QUOTED PASSAGE:
━━━━━━━━
- Author: Kathy Keatley Garvey
Visitors to the UC Statewide Integrated Pest Management Program (UC IPM) display in front of Briggs Hall at the 101st annual Picnic Day last Saturday at the University of California, Davis, got a close look at the Pipevine Swallowtail caterpillar.
While the visitors watched or held them, the other caterpillars kept busy, munching on the leaves of their host plant, the pipevine.
Butterfly expert Art Shapiro, distinguished professor in the UC Davis Department of Evolution and Ecology, has seen lots of Pipevine Swallowtails (Battus philenor) already this year. "There are plenty," he said today. "Don't eat 'em; they're quite poisonous."
Both the caterpillar and the adult are poisonous. The caterpillars of the Pipevine Swallowtail feed on the poisonous host plant, Aristolochia, also known as the pipevine, Dutchman's pipe or birthwort. It contains the lethal toxin aristolochic acid.
━━━━━━━━
EXTRACTED INFORMATION:

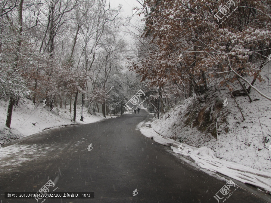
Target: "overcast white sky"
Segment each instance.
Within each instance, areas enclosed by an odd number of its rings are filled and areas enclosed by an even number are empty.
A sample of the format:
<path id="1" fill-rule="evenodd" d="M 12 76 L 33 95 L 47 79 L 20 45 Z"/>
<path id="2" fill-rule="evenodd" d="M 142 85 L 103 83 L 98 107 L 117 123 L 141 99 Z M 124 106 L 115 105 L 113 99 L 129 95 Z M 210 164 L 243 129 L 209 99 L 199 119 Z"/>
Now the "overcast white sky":
<path id="1" fill-rule="evenodd" d="M 125 13 L 128 15 L 131 15 L 132 9 L 136 6 L 139 6 L 140 4 L 136 0 L 111 0 L 110 5 L 116 8 L 119 5 L 122 5 L 122 8 Z"/>

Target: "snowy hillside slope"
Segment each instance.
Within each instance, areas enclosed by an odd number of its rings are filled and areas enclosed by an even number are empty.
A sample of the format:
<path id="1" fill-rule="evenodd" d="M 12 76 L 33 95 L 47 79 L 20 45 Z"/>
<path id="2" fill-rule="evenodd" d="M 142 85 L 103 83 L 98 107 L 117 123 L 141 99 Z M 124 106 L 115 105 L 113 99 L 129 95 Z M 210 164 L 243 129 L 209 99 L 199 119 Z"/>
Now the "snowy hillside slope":
<path id="1" fill-rule="evenodd" d="M 0 100 L 0 143 L 5 144 L 15 140 L 36 133 L 47 129 L 61 126 L 92 123 L 102 120 L 101 113 L 95 112 L 92 115 L 87 112 L 87 109 L 83 107 L 84 122 L 80 121 L 81 106 L 77 105 L 76 122 L 72 121 L 73 118 L 73 105 L 71 114 L 69 105 L 65 109 L 55 106 L 51 111 L 42 104 L 35 109 L 31 100 L 26 98 L 19 101 L 18 106 L 14 105 L 12 112 L 11 129 L 5 126 L 8 101 Z M 107 116 L 107 118 L 111 118 Z M 35 124 L 34 125 L 34 124 Z"/>
<path id="2" fill-rule="evenodd" d="M 260 83 L 257 80 L 254 85 L 270 97 L 270 63 L 261 74 L 265 81 Z M 253 79 L 245 78 L 250 81 Z M 234 90 L 241 89 L 236 82 L 229 84 Z M 186 100 L 175 111 L 167 112 L 160 119 L 154 118 L 151 127 L 161 135 L 177 141 L 210 148 L 218 158 L 270 172 L 271 151 L 268 147 L 271 145 L 271 101 L 252 89 L 250 94 L 251 103 L 247 96 L 235 97 L 244 121 L 228 88 L 225 85 L 211 86 L 200 100 L 195 95 Z M 223 102 L 227 98 L 228 104 L 224 106 Z"/>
━━━━━━━━
DESCRIPTION OF THE TASK: Resume the article on the Pipevine Swallowtail caterpillars at UC Davis Picnic Day, starting after the sentence that ends "the lethal toxin aristolochic acid."

OUTPUT FOR THIS TASK:
Nevertheless, the black caterpillars turn into beautiful adults. Found throughout North America and Central America, they are black with iridescent blue hind wings. Their wingspan can exceed three inches.
"The Pipevine Swallowtail flies from late winter (February-March) to autumn (October, occasionally November) but is much more numerous before the 4th of July than later; typically it has two large flights followed by stragglers the rest of the season, often with a 'blip' upward in August," Shapiro writes on his website. "Usually the host plant stops growing in June, and thereafter there are no sites suitable for egg-laying--unless there is a local catastrophe (usually fire, though weed-whacking will do). Then the plants regenerate rapidly, producing new growth in the off-season, and any females around at the time quickly find and make use of the new shoots. Adults routinely live a month or so."
"This species is warningly colored and inedible to vertebrate predators," Shapiro points out. "It derives its protection from the toxic aristolochic acids produced by the host, which it sequesters; females even pass these along to the eggs, which are also protected (and are brick red, laid in bunches of up to 20, and quite conspicuous)."
"Adults are eager visitors to many flowers, including Wild Radish, California Buckeye, Blue Dicks, Ithuriel's Spear, and Yerba Santa," Shapiro notes. "In summer they regularly nectar at Yellow Star Thistle when there are no native plants in bloom."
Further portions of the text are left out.